***** Fragment tekstu *****
W 2015 roku w związku z podniesieniem atrakcyjności terenów wokół Ochotnicy wybudowano trzy widokowe wieże w Gorcach i jedną w Beskidzie Sądeckim. Wierzchołki Lubania, Gorca, Magurek i położonego już za Dunajcem, w B. Sądeckim, Koziarza, wzbogaciły się o nowe drewniane konstrukcje.
Wieże w Gorcach postawiono na dwóch popularnych i uczęszczanych szczytach: Lubaniu i Gorcu oraz na mało znanym, położonym z dala od głównych szlaków grzbiecie Magurek. O Koziarzu, przez który przebiega żółty szlak z Łącka do Szczawnicy, też mało kto do tej pory słyszał. Poza Magurkami odwiedziłam wszystkie te szczyty, gdy jeszcze wież na nich nie było. Plan na ten rok był więc prosty: jedziemy na cztery wieże w Gorcach i B. Sądeckim, by zobaczyć, co ciekawego oferują.
Trzy wieże w Gorcach i jedna w Beskidzie Sądeckim – nowe atrakcje okolic Ochotnicy
Dwie pierwsze konstrukcje odwiedziliśmy wczesną wiosną, a raczej błotnistym przedwiośniem z trzymającą się jeszcze gdzieniegdzie zimą. Na dwóch kolejnych zawitaliśmy późną wiosną, która przypominała raczej skwarne i upalne lato.
Każda z wież oferuje rozległe widoki na wszystkie strony świata, każda posiada cztery tablice z opisanymi w czterech kierunkach panoramami i każda jest bezpieczna, bo zabudowana, więc nawet osoby z lękiem wysokości mogą poczuć się tu komfortowo.
W miejscowościach poniżej znajdują się tabliczki wskazujące kierunek i informujące o ilości kilometrów do każdej wieży. Przy dobrej widoczności konstrukcje te są rzeczywiście świetną atrakcją turystyczną.
Wieża na Koziarzu
Jedyną z czterech położoną w B. Sądeckim wieżę odwiedzamy jako pierwszą, pod koniec marca. Czas na góry trudny, bo to ani już zima, ani jeszcze nie wiosna. Rzeczywiście, resztki śniegu mieszają się z błotem roztopów, a świat jest szary i bury.
*****
→ **Polecenie**
Wypisz z tekstu o wieżach widokowych wszystkie wierzchołki, na których w 2015 roku postawiono nowe drewniane wieże.
***** Zebrane dane *****
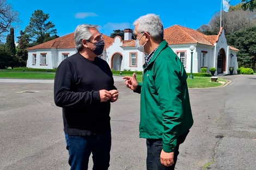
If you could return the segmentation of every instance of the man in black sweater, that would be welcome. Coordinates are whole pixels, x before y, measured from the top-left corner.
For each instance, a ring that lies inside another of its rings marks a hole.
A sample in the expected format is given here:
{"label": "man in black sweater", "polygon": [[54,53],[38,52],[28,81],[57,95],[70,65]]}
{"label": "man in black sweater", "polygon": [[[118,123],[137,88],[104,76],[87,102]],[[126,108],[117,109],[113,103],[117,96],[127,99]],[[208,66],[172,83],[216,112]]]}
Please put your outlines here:
{"label": "man in black sweater", "polygon": [[108,169],[111,133],[110,103],[118,98],[113,75],[101,54],[104,41],[96,26],[82,24],[75,32],[78,52],[63,60],[56,71],[54,98],[63,108],[64,131],[71,170]]}

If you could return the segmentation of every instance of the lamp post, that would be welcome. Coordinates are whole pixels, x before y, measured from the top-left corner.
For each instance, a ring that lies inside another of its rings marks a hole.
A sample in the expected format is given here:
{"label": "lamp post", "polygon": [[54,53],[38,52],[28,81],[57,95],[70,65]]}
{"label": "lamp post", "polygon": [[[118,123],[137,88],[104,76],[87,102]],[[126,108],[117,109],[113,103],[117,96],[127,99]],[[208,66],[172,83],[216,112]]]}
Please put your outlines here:
{"label": "lamp post", "polygon": [[191,66],[190,66],[190,79],[193,79],[194,77],[193,77],[192,72],[193,72],[193,51],[194,49],[194,46],[191,46],[190,47],[190,49],[191,51]]}

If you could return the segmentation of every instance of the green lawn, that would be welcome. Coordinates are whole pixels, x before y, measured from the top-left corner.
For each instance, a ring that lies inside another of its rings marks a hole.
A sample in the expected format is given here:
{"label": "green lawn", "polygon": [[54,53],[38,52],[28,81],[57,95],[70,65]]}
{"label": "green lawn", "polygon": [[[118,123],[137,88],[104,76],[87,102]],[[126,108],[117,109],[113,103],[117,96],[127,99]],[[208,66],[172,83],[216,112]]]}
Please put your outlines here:
{"label": "green lawn", "polygon": [[[114,75],[120,75],[120,74],[114,74]],[[122,75],[123,76],[132,75]],[[13,70],[0,70],[0,78],[20,78],[20,79],[53,79],[55,76],[55,73],[45,72],[23,72],[23,71]],[[137,79],[138,81],[141,81],[142,75],[137,74]],[[222,78],[218,78],[216,82],[211,81],[211,78],[209,77],[194,77],[193,79],[187,79],[188,86],[189,88],[205,88],[212,87],[221,86],[222,84],[219,81],[226,82],[227,80]]]}
{"label": "green lawn", "polygon": [[[120,75],[120,74],[114,75]],[[132,76],[132,75],[124,74],[122,75]],[[141,81],[142,79],[142,75],[137,74],[136,78],[138,81]],[[219,81],[227,82],[227,80],[218,78],[217,81],[213,82],[211,81],[211,78],[210,77],[194,77],[193,79],[190,79],[189,78],[188,78],[187,79],[187,86],[188,86],[188,88],[206,88],[218,87],[222,85],[222,84]]]}

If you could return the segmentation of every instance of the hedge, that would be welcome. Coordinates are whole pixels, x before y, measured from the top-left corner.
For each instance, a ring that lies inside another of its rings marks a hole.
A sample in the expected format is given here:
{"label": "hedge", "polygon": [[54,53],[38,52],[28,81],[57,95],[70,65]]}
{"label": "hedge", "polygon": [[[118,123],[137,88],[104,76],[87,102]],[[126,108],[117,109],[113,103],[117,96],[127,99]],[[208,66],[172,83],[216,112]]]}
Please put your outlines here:
{"label": "hedge", "polygon": [[38,72],[56,72],[56,69],[45,69],[45,68],[33,68],[28,67],[15,67],[14,68],[14,70],[23,70],[25,71],[38,71]]}
{"label": "hedge", "polygon": [[253,74],[253,70],[251,68],[240,67],[240,74]]}

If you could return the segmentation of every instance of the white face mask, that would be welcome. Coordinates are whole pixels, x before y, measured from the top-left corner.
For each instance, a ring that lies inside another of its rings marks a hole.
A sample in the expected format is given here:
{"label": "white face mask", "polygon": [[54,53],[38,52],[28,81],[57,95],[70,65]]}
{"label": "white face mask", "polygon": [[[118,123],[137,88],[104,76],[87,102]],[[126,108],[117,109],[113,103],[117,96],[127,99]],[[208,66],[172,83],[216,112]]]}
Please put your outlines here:
{"label": "white face mask", "polygon": [[140,52],[145,52],[144,50],[144,46],[145,46],[145,45],[146,44],[147,42],[145,42],[145,43],[144,44],[144,45],[142,46],[142,45],[140,45],[139,43],[139,40],[141,40],[141,37],[142,37],[142,36],[143,36],[143,34],[144,34],[144,33],[141,36],[141,37],[139,37],[139,39],[137,39],[137,40],[135,40],[135,47],[136,47],[136,48]]}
*****
→ **Rozwiązanie**
Lubań, Gorc, Magurki, Koziarz